Extract
CI/CD Pipeline Sanity Check
I did my fair share of staring at a red X in my CI/CD pipeline while muttering: “Why does this CI/CD pipeline keep failing?”, not always sure if I made the undesired sight happen, but always knowing I wasn’t alone in this.
I feel pipeline failures are similar to unexploded WWII bombs in your DevOps workflow: they often frustrate the team, slow you down and stem from sneaky, overlooked issues.
Before rage-quitting, rm -rf an entire setup and never seeing a sweet terminal again, I got the habit to run a quick sanity check on the usual suspects.
1. The Obvious Culprit: Our Code
- Failing tests? Check the logs! Flaky tests, race conditions, or bad assertions love to sneak in.
 - Syntax errors? Linters and IDE checks help, but CI systems don’t forgive typos. Mirror the pipeline linter on your IDE, hold it close.
 - Dependency hell? 
npm install,pip, orgo modcan break overnight. Lock your versions. - New failure? Write a test for it. If something breaks in CI, it’ll break again. Capture the bug with a test now instead of future-you debugging it twice.
 
Quick sanity check (e.g.) :
# Reproduce locally, then lock it down with a test
pytest tests/test_fixed_bug.py -k "test_thing_that_failed_in_ci"
2. The Silent Killer: Pipeline Configs
Your .gitlab-ci.yml, Jenkinsfile, or GitHub Actions workflow might be:
- Misconfigured (indentation, wrong keys, missing steps).
 - Using outdated syntax (CI tools evolve fast).
 - Assuming wrong environments (“But it works on my machine!”).
 
Quick sanity check (e.g.) :
# Validate your configs (e.g., GitHub Actions)
gh workflow lint .github/workflows/deploy.yml
3. The Phantom Menace: Environment Variables
Secrets vs. Variables:
- Secrets (API keys, tokens) should never be hardcoded. Use your CI’s secret store.
 - Configs (e.g., 
ENV=staging) can be plain variables but should still be version-controlled. 
Common fails:
- Missing vars: Your local 
.envisn’t magically in CI. List required vars in yourREADME. - Typos: 
DATABASE_URL≠DB_URL(case sensitivity matters!). - Scope issues: Does the variable exist in this job/stage?
 
Quick sanity check (e.g.) :
# Debug env vars in CI (GitHub Actions example)
- name: Log env vars
  run: printenv | sort
4. The Empire Strikes Back: Permissions
- Missing secrets? AWS keys, SSH tokens, or database URLs must exist in CI variables.
 - Wrong permissions? Can your runner access the registry, repo, or deployment target?
 - Resource limits? OOM kills, slow runners, or Docker rate limits can fail builds.
 
Quick sanity check (e.g.) :
# Debug permissions in a CI step
- name: Check AWS access
  run: aws sts get-caller-identity
5. The Hidden Time Bomb: External Dependencies
- APIs down? Tests calling 
https://some-unreliable-api.comwill fail randomly. Mock these as much as possible without compromising your tests. - Package registry issues? npm, PyPI, or Maven outages do break builds. Breathe. Cache if possible.

Supplied material

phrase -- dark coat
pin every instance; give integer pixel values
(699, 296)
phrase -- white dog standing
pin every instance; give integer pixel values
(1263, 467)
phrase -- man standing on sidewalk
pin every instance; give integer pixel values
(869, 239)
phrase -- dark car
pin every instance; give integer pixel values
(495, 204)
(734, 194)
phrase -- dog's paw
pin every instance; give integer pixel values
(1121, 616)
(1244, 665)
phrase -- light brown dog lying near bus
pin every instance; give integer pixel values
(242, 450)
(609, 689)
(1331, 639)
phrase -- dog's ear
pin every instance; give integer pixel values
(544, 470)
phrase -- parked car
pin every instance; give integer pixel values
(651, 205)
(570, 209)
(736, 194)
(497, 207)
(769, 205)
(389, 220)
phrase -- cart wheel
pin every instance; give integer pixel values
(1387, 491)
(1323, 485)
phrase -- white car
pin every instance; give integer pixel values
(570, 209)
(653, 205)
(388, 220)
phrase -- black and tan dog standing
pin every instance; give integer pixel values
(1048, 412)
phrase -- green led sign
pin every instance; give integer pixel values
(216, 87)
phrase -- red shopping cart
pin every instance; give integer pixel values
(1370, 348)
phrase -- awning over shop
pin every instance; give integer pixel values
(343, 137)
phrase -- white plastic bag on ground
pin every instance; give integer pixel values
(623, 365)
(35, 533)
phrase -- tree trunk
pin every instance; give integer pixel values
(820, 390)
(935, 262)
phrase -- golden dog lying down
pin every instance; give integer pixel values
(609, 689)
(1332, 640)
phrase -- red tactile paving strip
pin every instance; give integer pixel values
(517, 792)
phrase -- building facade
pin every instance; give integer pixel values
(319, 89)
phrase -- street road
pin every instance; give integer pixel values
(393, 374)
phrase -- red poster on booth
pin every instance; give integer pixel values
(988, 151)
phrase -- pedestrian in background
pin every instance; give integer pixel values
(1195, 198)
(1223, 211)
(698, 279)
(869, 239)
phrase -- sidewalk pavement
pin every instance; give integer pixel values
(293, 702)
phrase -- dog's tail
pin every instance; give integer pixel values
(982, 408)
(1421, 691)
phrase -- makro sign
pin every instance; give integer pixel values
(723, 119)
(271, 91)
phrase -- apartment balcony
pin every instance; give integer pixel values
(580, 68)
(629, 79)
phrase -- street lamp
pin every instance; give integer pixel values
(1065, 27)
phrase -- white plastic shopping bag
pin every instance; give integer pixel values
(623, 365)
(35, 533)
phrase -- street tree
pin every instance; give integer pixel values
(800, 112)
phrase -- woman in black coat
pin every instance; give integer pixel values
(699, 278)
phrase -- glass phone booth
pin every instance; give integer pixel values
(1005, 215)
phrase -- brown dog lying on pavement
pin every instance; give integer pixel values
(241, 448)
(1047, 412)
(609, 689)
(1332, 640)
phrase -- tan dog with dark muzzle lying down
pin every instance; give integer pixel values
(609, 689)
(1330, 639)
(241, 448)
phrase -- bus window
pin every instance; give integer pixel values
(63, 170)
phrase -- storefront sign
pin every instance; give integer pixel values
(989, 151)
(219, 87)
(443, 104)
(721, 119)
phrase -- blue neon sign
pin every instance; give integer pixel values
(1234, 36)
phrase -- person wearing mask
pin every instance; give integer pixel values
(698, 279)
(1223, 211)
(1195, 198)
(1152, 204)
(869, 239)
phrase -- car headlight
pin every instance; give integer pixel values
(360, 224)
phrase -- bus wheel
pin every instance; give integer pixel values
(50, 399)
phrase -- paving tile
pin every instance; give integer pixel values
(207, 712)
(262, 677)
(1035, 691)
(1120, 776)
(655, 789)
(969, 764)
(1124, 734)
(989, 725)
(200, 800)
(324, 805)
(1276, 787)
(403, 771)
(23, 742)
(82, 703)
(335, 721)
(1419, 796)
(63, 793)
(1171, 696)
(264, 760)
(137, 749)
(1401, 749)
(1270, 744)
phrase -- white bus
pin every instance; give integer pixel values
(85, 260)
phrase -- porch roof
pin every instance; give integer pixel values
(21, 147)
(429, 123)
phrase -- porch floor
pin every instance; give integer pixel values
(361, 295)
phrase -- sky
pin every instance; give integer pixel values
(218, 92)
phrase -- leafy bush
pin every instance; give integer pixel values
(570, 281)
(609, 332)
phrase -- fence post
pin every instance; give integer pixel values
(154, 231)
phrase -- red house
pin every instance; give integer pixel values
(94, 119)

What you will do
**a.** Decide whether each of the following statements agrees with the CI/CD article. Answer yes or no for each, and quote the words of the article that settle it. (i) The CI/CD article says secrets such as API keys belong in the CI's secret store, not in the code. (ii) The CI/CD article says CI systems forgive typos. (iii) The CI/CD article suggests caching when package registries have outages.
**b.** Extract every line of the entries that contains the string "coat". Case counts.

Task-by-task answers
**a.**
(i) Yes: "Secrets (API keys, tokens) should never be hardcoded. Use your CI’s secret store."
(ii) No: "CI systems don’t forgive typos."
(iii) Yes: "npm, PyPI, or Maven outages do break builds. Breathe. Cache if possible."

**b.**
phrase -- dark coat
phrase -- woman in black coat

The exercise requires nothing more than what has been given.